● **DOCUMENT TEXT**
++++

Why is healthy only associated with morning people?

Someone doing yoga in the open air
Took me a long time to find a good picture, and when I saw it I thought about someone doing yoga in the evening. Although it could be someone doing yoga in the early morning – dammit!

So this bugs me… and I can’t be the only one?

When ever there is advice on being healthy, there is the typical advice of going to bed early and wake up early. Indicating the only way to be healthy is to be a morning person? (if you don’t subscribe to the notion of morning larks and night owls then this might sound like bull to you from the start)

I’m not the picture of health but I think its something which needs a rethink?

It’s clear some people are morning people, some are night people. Heck some are evening & afternoon people. Equating this with health feels like lazy nonsense.

I understand in the age before electricity, indoor lighting and 24hour access to a lot of things (including gyms, travel, etc), it made sense that maybe healthy people fitted the profile of someone who went to bed during darkness and got the most sunshine during the day. However maybe things are different now? Especially now Owls can work the hours which fit their natural circadian rhythm. Surely the effect of trying to fit into a world made for Larks has a negative effect and so the amount of people who are healthy Owls will increase over future generations? Just a thought?

++++

● **AVAILABLE DATA**
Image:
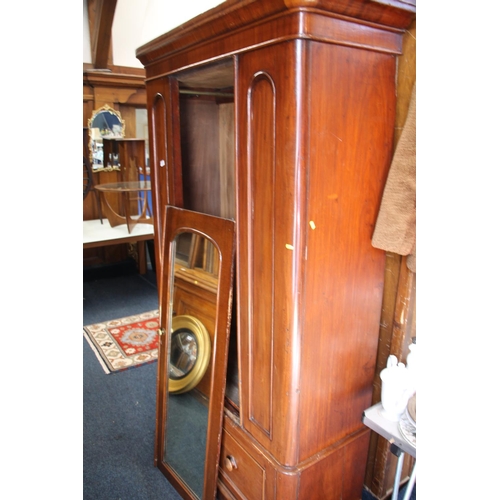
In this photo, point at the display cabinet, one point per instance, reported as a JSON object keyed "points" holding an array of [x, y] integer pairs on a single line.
{"points": [[279, 115]]}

++++

● **TASK OBJECTIVE**
After the lines above, reproduce the full text on why health is linked only with morning people, word for word.

● **REPLY**
Why is healthy only associated with morning people?

Someone doing yoga in the open air
Took me a long time to find a good picture, and when I saw it I thought about someone doing yoga in the evening. Although it could be someone doing yoga in the early morning – dammit!

So this bugs me… and I can’t be the only one?

When ever there is advice on being healthy, there is the typical advice of going to bed early and wake up early. Indicating the only way to be healthy is to be a morning person? (if you don’t subscribe to the notion of morning larks and night owls then this might sound like bull to you from the start)

I’m not the picture of health but I think its something which needs a rethink?

It’s clear some people are morning people, some are night people. Heck some are evening & afternoon people. Equating this with health feels like lazy nonsense.

I understand in the age before electricity, indoor lighting and 24hour access to a lot of things (including gyms, travel, etc), it made sense that maybe healthy people fitted the profile of someone who went to bed during darkness and got the most sunshine during the day. However maybe things are different now? Especially now Owls can work the hours which fit their natural circadian rhythm. Surely the effect of trying to fit into a world made for Larks has a negative effect and so the amount of people who are healthy Owls will increase over future generations? Just a thought?